*GIVEN PROBLEM:* Rewrite the items below from the line with "Point out the gold" up to and including the line with "[(201, 714)]", requests included, scaling every coordinate in the answers by 2.2 and rounding to whole numbers with halves going up. Leave the sample coordinates in the requests unchanged.

Dataset items about object locations:
--- START ---

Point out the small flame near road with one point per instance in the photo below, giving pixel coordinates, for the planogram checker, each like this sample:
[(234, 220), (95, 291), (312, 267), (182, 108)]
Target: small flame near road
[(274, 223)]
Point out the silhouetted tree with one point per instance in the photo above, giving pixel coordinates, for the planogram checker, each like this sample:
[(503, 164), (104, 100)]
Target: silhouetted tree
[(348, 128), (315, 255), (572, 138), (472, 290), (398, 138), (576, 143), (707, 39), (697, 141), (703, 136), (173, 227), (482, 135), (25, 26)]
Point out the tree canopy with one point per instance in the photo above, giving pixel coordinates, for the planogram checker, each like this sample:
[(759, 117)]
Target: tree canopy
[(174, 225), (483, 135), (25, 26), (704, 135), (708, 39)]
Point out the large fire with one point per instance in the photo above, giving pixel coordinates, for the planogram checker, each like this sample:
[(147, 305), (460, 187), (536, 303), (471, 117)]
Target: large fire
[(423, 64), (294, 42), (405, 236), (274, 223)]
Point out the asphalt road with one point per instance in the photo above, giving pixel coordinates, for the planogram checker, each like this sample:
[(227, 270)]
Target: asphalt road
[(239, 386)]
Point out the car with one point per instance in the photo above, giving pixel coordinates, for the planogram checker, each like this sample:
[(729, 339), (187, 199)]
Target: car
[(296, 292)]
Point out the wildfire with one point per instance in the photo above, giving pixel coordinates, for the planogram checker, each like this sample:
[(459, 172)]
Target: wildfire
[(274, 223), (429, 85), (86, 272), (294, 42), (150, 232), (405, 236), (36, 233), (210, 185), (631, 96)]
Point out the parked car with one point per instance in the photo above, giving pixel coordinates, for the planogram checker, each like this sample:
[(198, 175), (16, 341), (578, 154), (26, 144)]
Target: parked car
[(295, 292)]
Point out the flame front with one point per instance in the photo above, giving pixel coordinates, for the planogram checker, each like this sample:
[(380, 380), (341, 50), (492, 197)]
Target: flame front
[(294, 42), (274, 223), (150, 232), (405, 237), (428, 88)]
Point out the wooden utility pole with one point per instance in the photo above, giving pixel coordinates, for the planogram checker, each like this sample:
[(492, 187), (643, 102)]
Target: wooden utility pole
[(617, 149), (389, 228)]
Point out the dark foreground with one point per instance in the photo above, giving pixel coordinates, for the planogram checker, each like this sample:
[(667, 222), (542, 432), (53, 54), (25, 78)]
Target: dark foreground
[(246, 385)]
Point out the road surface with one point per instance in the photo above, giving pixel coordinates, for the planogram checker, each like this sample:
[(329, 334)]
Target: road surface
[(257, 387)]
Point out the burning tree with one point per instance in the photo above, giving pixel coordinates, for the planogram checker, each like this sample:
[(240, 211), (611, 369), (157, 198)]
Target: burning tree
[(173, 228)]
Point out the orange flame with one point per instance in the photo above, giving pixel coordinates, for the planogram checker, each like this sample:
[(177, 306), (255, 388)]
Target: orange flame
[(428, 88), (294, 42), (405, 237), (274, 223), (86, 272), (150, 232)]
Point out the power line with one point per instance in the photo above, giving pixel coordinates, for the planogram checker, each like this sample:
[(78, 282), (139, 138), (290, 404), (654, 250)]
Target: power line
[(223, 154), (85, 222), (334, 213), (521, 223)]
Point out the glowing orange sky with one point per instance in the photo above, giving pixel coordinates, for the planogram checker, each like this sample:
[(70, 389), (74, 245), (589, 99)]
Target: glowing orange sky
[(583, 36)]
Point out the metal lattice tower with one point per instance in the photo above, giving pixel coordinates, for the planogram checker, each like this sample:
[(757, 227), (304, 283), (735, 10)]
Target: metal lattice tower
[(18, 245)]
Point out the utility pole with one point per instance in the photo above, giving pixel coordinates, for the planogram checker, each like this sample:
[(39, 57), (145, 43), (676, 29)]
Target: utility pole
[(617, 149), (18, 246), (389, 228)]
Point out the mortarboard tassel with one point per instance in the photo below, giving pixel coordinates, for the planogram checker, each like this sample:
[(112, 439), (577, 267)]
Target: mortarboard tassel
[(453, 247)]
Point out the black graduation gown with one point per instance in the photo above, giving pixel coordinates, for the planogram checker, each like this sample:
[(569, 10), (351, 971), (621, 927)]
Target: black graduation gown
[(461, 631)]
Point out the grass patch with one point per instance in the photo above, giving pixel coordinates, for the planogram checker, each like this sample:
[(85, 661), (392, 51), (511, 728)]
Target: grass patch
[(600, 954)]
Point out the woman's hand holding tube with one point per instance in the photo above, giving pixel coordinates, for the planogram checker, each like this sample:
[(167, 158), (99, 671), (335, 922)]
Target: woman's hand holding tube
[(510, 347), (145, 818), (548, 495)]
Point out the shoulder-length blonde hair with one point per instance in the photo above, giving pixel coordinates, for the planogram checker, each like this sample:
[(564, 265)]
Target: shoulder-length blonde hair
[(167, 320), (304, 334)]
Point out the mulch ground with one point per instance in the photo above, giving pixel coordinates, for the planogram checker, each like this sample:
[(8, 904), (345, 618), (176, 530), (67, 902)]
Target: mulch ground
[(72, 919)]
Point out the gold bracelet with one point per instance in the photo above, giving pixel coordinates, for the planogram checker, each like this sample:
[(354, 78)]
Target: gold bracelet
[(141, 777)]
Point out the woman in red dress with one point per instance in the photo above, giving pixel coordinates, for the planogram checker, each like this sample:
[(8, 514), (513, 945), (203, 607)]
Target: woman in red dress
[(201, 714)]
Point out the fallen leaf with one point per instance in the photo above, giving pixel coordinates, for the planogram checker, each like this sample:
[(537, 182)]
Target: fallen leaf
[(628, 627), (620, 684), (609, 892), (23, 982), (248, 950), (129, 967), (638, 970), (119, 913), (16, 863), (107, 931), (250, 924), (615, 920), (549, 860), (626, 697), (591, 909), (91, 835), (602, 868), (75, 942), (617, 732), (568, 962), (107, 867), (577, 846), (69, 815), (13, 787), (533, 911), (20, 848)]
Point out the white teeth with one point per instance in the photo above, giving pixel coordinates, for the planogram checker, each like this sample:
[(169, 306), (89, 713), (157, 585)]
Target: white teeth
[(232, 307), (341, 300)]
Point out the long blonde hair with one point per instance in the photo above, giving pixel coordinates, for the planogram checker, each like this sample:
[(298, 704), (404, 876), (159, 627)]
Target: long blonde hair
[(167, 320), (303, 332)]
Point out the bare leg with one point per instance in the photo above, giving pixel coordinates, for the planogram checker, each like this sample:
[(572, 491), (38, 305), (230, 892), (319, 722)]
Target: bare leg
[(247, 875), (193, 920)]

--- END ---

*COMPLETE OUTPUT:*
Point out the gold bracelet with one point per instance in the photo above, giving pixel coordinates, for the planogram checker, each like this sample:
[(354, 78)]
Target: gold bracelet
[(310, 1709)]
Point out the woman in red dress with one point per instance in the photo above, giving pixel coordinates, for the planogram checker, each like this sample:
[(8, 514), (513, 945), (203, 607)]
Target: woman in red dress
[(442, 1571)]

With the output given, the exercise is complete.